The request:
Pick out every row below that contains the word "face", and copy each one in full.

-=-=-

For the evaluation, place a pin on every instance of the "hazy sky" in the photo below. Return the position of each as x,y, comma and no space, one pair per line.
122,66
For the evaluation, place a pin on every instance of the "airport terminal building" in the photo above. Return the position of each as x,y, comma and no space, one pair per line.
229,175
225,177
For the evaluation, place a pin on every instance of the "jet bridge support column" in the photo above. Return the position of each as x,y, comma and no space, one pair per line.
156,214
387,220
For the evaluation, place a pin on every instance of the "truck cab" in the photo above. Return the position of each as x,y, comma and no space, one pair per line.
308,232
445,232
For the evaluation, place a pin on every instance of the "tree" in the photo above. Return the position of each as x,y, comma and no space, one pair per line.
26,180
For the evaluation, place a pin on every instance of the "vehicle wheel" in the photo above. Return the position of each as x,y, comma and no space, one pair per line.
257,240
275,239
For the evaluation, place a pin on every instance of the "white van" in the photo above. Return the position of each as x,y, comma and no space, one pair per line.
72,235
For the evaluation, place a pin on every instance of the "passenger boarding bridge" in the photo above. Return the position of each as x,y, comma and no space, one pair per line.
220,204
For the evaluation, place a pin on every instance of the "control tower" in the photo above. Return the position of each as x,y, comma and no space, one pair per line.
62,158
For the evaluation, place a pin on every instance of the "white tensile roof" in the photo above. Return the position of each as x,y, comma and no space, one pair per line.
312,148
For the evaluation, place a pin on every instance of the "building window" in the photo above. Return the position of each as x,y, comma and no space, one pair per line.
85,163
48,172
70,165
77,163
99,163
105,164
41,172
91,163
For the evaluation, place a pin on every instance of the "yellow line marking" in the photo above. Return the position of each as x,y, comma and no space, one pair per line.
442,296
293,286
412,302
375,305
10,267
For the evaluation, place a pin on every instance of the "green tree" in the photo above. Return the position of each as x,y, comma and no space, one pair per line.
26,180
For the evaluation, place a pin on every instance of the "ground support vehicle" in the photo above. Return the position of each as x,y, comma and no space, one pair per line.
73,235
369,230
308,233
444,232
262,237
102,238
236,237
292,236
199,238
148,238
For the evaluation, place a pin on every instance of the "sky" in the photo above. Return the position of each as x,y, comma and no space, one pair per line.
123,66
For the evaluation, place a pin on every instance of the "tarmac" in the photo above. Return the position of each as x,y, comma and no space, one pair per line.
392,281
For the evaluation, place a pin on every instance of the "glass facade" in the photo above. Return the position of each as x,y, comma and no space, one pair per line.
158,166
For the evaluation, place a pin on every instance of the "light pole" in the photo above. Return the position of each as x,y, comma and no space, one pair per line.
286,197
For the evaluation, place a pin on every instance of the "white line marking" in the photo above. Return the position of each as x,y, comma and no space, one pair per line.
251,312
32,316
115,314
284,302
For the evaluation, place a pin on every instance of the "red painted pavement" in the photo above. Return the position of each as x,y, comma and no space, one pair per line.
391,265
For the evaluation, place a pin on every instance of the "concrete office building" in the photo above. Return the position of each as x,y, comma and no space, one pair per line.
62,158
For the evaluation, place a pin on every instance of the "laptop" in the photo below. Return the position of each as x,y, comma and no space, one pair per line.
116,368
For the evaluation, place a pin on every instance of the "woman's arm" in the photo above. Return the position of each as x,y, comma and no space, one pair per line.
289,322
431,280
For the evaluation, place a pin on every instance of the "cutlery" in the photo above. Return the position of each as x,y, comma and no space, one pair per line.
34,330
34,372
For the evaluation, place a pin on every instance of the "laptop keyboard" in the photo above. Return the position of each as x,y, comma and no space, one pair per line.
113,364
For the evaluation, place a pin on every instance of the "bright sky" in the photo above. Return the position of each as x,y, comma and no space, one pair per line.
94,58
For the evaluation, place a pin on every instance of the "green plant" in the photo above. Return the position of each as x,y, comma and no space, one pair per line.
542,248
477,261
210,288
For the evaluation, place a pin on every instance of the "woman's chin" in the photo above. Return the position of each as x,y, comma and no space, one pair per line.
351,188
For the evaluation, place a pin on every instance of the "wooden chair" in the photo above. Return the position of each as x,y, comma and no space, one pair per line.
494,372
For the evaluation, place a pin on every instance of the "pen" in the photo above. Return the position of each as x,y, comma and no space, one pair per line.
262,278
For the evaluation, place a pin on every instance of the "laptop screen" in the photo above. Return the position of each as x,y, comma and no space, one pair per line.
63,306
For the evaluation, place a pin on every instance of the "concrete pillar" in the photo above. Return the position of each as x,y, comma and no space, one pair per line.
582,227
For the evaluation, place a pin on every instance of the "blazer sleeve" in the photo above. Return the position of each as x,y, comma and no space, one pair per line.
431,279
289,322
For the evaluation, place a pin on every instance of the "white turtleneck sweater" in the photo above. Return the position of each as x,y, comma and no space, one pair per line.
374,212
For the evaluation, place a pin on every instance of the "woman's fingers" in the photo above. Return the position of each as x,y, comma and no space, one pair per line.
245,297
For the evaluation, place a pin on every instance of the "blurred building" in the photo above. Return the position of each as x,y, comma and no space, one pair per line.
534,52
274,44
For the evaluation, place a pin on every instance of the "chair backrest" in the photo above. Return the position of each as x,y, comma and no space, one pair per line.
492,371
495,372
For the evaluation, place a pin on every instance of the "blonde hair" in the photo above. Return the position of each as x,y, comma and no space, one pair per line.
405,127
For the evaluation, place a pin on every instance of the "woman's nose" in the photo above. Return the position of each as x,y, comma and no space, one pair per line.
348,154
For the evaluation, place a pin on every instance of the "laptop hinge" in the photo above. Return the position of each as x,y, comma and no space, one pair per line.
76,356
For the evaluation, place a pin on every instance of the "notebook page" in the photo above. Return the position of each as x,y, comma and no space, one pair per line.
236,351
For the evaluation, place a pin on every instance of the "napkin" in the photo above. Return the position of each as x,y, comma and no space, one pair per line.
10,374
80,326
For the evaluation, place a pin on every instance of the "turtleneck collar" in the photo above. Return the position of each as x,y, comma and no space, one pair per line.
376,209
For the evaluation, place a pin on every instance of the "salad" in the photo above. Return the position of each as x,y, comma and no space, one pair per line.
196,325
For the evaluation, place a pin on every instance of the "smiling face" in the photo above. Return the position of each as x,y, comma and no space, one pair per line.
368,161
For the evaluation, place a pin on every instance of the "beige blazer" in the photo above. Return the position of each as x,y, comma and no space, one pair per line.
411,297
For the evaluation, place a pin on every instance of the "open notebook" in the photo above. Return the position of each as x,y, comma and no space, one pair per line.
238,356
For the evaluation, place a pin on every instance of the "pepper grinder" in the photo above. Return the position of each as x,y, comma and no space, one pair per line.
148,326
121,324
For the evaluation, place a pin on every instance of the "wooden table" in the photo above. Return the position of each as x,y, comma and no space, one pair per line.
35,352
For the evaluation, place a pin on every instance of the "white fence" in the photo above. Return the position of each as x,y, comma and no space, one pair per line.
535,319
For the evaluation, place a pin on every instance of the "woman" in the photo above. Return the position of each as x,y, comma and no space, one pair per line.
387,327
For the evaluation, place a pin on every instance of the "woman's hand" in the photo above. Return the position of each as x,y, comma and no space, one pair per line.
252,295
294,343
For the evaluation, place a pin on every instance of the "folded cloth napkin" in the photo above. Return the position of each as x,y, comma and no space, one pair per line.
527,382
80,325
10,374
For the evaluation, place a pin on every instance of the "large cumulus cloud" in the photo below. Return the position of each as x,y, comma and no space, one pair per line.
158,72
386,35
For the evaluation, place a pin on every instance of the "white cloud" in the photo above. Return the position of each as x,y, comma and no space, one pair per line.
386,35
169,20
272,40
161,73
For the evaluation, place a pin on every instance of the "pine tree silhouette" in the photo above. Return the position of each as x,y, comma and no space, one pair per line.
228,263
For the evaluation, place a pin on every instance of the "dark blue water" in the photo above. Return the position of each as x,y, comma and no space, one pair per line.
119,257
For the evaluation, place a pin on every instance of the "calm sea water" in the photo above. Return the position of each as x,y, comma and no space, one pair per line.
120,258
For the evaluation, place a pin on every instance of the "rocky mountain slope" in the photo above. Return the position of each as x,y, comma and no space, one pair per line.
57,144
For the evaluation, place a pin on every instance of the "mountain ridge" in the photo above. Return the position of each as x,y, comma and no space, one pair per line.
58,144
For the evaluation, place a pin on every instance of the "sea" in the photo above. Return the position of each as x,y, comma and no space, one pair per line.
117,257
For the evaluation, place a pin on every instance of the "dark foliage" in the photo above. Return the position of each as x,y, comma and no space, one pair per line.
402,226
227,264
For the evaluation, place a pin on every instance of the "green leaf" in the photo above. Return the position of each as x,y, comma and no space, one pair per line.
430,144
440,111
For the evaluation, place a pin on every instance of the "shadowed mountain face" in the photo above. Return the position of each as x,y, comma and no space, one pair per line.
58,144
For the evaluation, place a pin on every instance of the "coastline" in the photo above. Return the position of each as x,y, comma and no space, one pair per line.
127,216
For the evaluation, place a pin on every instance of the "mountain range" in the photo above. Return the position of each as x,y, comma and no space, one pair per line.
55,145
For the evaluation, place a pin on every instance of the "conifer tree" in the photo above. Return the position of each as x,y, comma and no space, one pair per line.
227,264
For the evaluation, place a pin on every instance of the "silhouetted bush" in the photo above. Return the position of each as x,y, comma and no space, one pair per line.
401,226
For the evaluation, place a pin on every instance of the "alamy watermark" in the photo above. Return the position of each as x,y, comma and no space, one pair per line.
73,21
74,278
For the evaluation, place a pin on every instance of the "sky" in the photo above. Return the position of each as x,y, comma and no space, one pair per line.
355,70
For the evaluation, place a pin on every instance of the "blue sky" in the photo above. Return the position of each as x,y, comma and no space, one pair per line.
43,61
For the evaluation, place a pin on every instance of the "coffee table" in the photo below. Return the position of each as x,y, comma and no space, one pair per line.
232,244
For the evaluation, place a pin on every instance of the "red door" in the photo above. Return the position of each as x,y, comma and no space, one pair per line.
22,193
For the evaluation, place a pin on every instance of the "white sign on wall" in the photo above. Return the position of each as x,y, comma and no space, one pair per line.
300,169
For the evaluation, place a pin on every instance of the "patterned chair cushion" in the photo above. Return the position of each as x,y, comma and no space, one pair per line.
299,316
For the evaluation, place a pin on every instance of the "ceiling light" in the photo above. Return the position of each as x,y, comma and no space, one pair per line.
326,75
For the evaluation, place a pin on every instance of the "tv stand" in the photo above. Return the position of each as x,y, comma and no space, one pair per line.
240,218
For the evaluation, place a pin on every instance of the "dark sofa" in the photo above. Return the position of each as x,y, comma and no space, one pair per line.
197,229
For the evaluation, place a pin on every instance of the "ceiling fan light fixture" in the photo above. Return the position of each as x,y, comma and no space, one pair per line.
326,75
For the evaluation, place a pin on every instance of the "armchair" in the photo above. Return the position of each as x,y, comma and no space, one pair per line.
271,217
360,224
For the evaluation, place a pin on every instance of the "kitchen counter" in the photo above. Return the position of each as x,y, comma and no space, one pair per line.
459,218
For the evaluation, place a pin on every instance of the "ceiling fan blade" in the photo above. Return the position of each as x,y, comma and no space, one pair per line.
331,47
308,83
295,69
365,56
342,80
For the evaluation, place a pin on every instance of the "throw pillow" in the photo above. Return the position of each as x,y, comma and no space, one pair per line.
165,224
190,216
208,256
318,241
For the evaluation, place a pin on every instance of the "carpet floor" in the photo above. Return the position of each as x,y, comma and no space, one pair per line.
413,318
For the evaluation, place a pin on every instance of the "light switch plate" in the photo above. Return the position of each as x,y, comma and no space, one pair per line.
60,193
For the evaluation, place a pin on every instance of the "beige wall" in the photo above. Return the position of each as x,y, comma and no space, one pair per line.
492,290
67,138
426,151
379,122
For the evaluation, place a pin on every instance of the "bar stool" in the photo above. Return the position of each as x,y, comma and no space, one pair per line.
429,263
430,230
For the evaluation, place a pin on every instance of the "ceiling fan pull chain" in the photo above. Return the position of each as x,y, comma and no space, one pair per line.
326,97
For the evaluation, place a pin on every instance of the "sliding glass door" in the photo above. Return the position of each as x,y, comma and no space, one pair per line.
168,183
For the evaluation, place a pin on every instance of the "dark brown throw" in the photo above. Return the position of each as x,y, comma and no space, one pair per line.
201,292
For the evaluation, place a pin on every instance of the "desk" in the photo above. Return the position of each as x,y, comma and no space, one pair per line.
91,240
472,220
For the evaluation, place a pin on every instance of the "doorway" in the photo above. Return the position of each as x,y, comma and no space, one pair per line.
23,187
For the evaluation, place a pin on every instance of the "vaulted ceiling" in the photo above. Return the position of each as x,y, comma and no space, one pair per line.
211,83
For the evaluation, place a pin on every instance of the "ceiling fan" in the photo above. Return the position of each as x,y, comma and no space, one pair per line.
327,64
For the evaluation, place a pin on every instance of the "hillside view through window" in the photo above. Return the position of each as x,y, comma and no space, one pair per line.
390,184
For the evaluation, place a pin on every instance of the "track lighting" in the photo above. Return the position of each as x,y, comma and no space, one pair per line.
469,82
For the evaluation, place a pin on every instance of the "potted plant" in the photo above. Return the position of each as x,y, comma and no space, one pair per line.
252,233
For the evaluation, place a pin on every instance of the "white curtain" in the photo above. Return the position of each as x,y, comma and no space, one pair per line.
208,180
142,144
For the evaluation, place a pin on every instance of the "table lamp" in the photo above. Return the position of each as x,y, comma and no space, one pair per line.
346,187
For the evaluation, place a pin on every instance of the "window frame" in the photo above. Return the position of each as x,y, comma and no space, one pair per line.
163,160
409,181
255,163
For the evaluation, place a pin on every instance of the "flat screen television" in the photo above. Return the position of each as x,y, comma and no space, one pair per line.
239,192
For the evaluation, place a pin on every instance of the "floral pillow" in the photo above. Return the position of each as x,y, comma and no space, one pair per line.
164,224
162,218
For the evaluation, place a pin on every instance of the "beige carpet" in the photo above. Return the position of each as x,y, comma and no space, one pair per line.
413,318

-=-=-

Answer for this exercise:
For the evaluation, place a pin on every instance of the "smiling face" in the photo above. Return the position of each as x,y, comma and no space, one pair per line.
For the evaluation, place a pin on every instance of the "shadowed mountain face" in the photo above. Return the position of each as x,y, comma and no space, one pair per line.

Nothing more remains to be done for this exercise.